## WORK INSTRUCTION
A stretch of the entries below is to be set down exactly, running from the line with "Mark the stone" through the line with "the green foliage", both included, and no other line.

## THE DATA
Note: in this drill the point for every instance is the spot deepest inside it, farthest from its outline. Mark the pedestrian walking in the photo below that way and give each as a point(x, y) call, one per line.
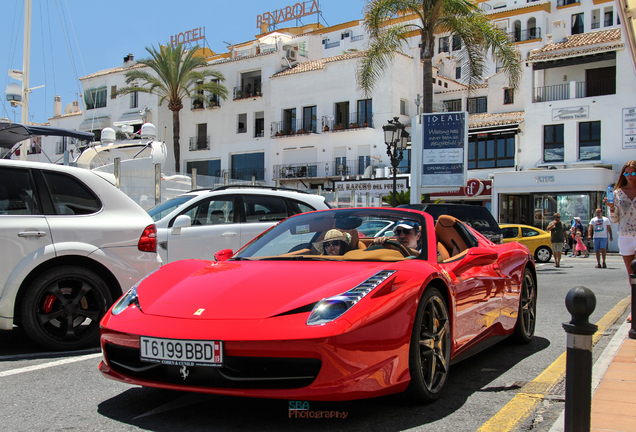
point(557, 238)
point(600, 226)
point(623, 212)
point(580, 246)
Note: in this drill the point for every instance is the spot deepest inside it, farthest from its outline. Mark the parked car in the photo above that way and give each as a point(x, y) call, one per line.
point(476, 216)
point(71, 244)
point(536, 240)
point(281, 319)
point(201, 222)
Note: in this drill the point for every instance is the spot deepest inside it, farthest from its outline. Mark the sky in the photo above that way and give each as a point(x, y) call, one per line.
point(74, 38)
* * *
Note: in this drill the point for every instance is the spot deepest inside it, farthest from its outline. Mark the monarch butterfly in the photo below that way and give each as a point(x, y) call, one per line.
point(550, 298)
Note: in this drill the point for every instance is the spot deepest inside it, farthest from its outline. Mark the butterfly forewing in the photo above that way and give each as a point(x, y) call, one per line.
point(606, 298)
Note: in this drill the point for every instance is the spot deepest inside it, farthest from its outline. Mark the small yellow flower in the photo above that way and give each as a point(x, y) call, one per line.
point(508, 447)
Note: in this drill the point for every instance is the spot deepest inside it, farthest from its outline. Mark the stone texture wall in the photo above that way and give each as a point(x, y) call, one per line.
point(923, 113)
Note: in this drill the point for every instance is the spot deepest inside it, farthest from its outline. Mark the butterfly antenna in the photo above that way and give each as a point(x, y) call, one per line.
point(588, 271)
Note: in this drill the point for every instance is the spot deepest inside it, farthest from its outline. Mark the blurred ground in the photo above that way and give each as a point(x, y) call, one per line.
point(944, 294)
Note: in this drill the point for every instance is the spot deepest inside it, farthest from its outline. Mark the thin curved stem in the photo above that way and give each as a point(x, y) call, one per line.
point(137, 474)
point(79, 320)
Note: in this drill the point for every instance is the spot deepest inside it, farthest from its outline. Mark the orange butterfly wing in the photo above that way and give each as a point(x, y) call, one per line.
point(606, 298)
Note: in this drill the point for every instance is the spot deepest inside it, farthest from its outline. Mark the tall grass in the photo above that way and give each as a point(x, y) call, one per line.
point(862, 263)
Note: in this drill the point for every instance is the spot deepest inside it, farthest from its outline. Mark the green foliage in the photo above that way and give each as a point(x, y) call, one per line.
--
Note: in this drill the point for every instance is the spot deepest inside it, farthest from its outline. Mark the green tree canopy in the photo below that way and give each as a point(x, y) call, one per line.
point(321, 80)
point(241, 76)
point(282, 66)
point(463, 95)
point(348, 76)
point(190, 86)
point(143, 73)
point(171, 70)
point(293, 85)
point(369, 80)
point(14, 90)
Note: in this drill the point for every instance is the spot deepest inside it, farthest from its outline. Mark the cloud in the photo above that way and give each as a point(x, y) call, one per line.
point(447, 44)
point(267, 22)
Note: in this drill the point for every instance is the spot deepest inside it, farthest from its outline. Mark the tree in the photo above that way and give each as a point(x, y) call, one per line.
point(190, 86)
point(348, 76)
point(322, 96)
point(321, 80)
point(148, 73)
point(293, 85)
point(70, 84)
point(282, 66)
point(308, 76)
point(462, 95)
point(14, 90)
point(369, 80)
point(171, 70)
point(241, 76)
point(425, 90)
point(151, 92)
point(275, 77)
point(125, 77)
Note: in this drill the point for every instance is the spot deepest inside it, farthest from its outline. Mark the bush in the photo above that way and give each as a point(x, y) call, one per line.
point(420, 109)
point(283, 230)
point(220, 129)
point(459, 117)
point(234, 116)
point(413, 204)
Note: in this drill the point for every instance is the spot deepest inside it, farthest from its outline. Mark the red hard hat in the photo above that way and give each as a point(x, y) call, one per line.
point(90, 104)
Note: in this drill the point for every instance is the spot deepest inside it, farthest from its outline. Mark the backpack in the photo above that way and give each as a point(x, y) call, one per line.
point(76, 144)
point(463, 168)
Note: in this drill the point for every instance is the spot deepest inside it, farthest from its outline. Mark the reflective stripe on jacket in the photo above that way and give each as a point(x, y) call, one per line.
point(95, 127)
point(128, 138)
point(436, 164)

## THE COMPLETED TASK
Note: in this drill the point for every instance is the spot deepest inside it, farthest from its outline. Mark the stone texture wall in the photo above that way and give each as a point(x, y) call, one per line.
point(923, 113)
Note: in this drill the point for every instance is the spot deepest inside it, farthest from its outline. Mark the butterfly antenna in the photo above that way and give each as a point(x, y) call, one per line.
point(588, 271)
Note: in this drill the point for every instance is the spot deepest inside it, farthest from its outline. Mark the blurred ground in the photo above that way and give each as a point(x, y) call, one per line.
point(944, 294)
Note: in this drill the point for every instance is the spot deepest inside it, farthest from its outline. Mark the thin curved stem in the photo above that way and give each as a point(x, y) call, one per line.
point(137, 474)
point(79, 320)
Note: in this drill the point for every instance is the spot deepest inside it, farthest from its outline. Mark the orange butterfly wing in the photo above that way and give each as a point(x, y) call, one per line.
point(606, 298)
Note: in this drill the point for every instance is the spot deepest inside it, farthest from its outline. Mark the tall grass in the photo above that way and give each as a point(x, y) call, one per line.
point(862, 263)
Note: in this drill the point for every instance is the spot deepest inside it, farthest from its outline. Mark the green foliage in the photo above that way and give each as a point(x, y) call, one per line.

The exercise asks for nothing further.